[Start Material for this task]

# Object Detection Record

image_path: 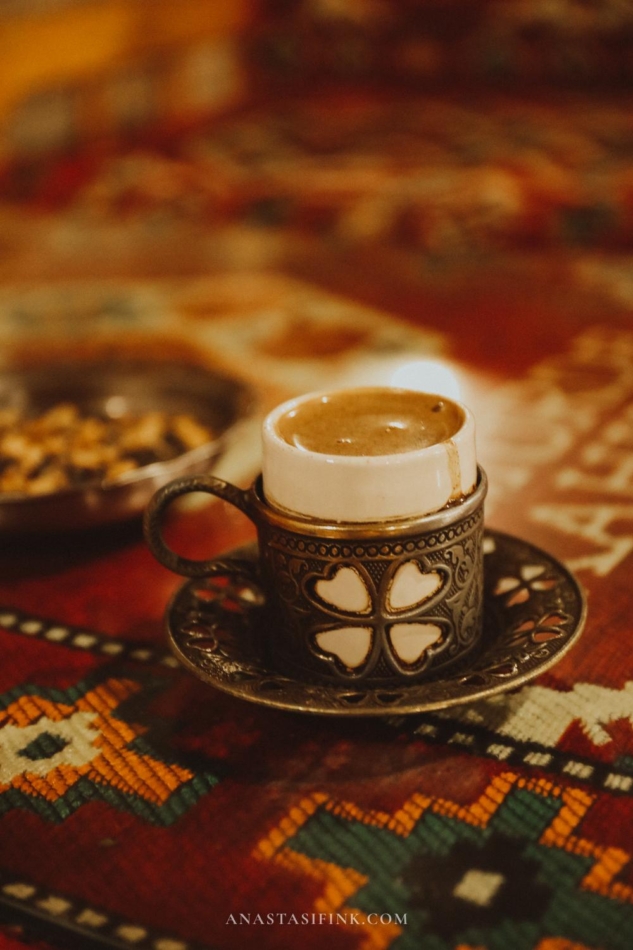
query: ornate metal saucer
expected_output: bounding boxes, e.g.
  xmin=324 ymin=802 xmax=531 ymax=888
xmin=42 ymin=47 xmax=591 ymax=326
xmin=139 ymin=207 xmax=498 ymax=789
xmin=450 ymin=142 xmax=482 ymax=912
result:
xmin=166 ymin=530 xmax=586 ymax=716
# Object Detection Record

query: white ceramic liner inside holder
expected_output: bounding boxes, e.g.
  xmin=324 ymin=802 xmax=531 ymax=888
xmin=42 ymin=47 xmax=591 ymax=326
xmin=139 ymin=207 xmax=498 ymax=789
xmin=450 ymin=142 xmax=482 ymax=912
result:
xmin=263 ymin=388 xmax=477 ymax=523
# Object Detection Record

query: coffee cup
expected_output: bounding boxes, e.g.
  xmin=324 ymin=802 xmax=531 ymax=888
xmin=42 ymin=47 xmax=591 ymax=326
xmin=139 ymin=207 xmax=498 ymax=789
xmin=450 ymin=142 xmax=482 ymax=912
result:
xmin=145 ymin=387 xmax=487 ymax=685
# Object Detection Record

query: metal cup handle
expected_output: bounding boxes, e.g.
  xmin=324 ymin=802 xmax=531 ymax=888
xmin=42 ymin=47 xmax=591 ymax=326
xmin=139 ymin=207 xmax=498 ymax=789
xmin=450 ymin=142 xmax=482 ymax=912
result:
xmin=143 ymin=475 xmax=255 ymax=577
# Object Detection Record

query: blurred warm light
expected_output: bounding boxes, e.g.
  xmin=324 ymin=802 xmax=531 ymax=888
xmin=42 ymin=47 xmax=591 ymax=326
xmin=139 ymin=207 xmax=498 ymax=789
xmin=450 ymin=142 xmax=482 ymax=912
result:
xmin=389 ymin=360 xmax=461 ymax=399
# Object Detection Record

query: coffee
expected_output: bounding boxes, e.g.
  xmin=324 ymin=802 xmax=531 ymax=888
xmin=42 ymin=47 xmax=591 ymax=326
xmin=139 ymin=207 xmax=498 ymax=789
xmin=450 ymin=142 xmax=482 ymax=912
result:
xmin=277 ymin=387 xmax=464 ymax=456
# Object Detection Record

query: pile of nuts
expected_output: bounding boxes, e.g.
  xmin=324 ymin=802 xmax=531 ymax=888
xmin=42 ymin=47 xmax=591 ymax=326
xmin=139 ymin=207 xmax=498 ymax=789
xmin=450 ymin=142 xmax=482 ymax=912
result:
xmin=0 ymin=403 xmax=214 ymax=495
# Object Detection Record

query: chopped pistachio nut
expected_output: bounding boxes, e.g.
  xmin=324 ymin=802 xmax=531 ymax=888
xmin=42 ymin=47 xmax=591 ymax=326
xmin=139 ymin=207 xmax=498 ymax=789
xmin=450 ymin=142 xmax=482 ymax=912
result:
xmin=0 ymin=403 xmax=214 ymax=495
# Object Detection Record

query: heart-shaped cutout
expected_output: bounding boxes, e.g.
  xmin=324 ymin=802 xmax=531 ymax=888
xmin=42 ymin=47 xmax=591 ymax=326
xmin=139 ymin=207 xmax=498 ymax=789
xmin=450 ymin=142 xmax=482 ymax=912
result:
xmin=387 ymin=561 xmax=444 ymax=610
xmin=314 ymin=567 xmax=371 ymax=614
xmin=315 ymin=627 xmax=373 ymax=670
xmin=389 ymin=623 xmax=442 ymax=664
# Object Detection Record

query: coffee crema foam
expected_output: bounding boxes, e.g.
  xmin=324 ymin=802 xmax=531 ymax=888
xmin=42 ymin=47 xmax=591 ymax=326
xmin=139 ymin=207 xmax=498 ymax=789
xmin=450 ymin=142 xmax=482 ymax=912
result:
xmin=277 ymin=387 xmax=464 ymax=456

[End Material for this task]

# Request
State how many lines in the rows above contain the string "coffee", with case taken into account, and give only the number.

# Output below
3